Misc #16360
closedEnabling IBM PowerPC/Z cases in Travis CI
Description
We added arm64-linux
and arm32-linux
cases to Travis CI by the ticket.
The arm32-linux
case is going to be stable after this pull-request will be merged.
So, I would like to talk about this topic.
Currently Travis CI has following 4 multiple CPU architectures cases.
-
x86_64-linux
(Intel, 64-bit, Little-endian) -
arm64-linux
(ARM, 64-bit, Little-endian) -
i686-linux
(Intel, 32-bit, Little-endian) -
arm32-linux
(ARM, 32-bit, Little-endian)
And a exciting news came from Travis CI this month.
Now Travis supports arch: ppc64le
and arch: s390x
as arch: arm64
as well.
Build your open source projects on IBM Power and IBM Z CPU architecture
https://blog.travis-ci.com/2019-11-12-multi-cpu-architecture-ibm-power-ibm-z
So, how do you think about adding following 2 cases to Travis CI too?
-
ppc64le-linux
(IBM PowerPC, 64-bit, Little-endian) -
s390x-linux
(IBM Z/Linux One, 64-bit, Big-endian)
ppc64le, s390x use cases in Ruby project¶
- Searching tickets in Redmine, there were some architecture specific issues in the past.
- https://rubyci.org/ has s390x. But it seems it does not have ppc64le.
- s390x is a big-endian. It looks good to check the big-endian specific issue.

Given task | Extend the Ruby issue proposing IBM PowerPC and IBM Z cases in Travis CI, picking up after its last line.

Provided records |

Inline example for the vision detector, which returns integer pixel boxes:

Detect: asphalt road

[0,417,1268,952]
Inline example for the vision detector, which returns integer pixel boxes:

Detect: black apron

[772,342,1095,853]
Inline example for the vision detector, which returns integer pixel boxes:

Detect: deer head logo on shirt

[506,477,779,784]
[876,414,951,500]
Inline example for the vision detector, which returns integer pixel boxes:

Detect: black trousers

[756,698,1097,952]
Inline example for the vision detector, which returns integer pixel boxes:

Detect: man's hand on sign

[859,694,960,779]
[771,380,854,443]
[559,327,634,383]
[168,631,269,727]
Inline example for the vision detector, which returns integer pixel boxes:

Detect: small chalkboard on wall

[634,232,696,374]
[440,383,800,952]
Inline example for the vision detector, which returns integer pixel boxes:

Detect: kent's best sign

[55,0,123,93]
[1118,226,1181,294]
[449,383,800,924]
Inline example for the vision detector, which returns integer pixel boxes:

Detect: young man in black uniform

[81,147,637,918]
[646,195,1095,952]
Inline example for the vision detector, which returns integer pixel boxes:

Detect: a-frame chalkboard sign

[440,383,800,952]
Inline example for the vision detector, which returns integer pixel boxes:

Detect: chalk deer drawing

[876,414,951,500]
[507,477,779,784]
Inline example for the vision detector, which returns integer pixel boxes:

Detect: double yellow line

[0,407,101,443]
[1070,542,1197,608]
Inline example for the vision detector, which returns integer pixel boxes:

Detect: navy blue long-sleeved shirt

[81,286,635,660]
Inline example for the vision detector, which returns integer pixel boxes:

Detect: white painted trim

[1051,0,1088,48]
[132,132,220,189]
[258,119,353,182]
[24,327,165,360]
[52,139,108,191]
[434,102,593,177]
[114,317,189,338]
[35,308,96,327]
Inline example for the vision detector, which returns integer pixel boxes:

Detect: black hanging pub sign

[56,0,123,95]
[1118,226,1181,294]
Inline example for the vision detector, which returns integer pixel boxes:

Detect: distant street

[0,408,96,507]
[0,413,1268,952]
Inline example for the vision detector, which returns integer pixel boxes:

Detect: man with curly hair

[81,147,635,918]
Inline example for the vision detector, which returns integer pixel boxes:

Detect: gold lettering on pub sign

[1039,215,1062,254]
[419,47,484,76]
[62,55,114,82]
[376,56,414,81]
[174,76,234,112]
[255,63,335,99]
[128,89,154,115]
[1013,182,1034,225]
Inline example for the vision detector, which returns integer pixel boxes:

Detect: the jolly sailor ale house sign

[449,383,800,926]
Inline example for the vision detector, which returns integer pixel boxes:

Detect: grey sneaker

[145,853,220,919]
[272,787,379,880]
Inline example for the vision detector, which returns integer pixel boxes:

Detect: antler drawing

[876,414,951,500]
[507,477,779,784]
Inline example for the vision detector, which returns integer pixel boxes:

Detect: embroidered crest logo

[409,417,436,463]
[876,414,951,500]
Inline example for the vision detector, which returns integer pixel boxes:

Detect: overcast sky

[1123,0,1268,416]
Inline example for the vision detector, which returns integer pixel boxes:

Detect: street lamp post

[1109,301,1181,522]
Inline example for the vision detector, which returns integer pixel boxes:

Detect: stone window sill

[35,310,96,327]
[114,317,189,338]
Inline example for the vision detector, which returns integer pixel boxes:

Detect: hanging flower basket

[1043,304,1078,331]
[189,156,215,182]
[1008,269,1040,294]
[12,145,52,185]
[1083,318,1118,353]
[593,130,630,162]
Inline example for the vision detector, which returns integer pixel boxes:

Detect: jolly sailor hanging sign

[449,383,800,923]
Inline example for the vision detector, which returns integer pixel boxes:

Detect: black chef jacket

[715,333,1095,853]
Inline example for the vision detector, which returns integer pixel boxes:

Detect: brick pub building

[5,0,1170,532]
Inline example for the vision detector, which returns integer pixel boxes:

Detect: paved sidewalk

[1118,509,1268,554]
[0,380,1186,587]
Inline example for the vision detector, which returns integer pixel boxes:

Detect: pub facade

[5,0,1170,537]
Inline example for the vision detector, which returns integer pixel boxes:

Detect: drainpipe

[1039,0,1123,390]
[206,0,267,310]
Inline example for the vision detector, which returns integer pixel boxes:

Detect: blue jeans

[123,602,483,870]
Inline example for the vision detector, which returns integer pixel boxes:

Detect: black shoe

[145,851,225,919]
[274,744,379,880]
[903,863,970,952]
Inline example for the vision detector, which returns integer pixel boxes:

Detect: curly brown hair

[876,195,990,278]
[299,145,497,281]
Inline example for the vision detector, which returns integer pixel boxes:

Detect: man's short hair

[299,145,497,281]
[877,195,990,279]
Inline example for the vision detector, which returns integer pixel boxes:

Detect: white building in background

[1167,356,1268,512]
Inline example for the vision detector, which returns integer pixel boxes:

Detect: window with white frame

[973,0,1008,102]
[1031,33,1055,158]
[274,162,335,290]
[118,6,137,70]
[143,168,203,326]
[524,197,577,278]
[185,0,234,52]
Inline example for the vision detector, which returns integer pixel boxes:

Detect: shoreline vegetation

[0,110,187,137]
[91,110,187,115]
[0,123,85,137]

Answer for this exercise |
ppc64le, s390x use cases in Linux distributions¶
For example Ubuntu is supporting ppc64le, s390x, providing the container image.
https://hub.docker.com/_/ubuntu
Supported architectures: (more info)
amd64, arm32v7, arm64v8, i386, ppc64le, s390x
Fedora project is supporting ppc64le, s390x too.
https://hub.docker.com/_/fedora
Supported architectures: (more info)
amd64, arm32v7, arm64v8, ppc64le, s390x
Are you interested in adding the ppc64le and s390x test cases to Travis CI?
Updated by shyouhei (Shyouhei Urabe) about 5 years ago
Hello. It is definitely a good idea to enhance our CI. But that alone does not improve the code quality. We need someone to fix issues.
Maybe we need a platform maintainer first.
Updated by jaruga (Jun Aruga) about 5 years ago
shyouhei (Shyouhei Urabe) wrote:
Hello. It is definitely a good idea to enhance our CI. But that alone does not improve the code quality. We need someone to fix issues.
Maybe we need a platform maintainer first.
Hello. I agree with it.
Someone, do you have any idea to find the platform maintainers to help us?
Maybe like this?
- arm64 (+ arm32): person A
- ppc64le: person B
- s390x: person C
Updated by naruse (Yui NARUSE) about 5 years ago
Rei Odaira will work as best effort for both ppc64le and s390x.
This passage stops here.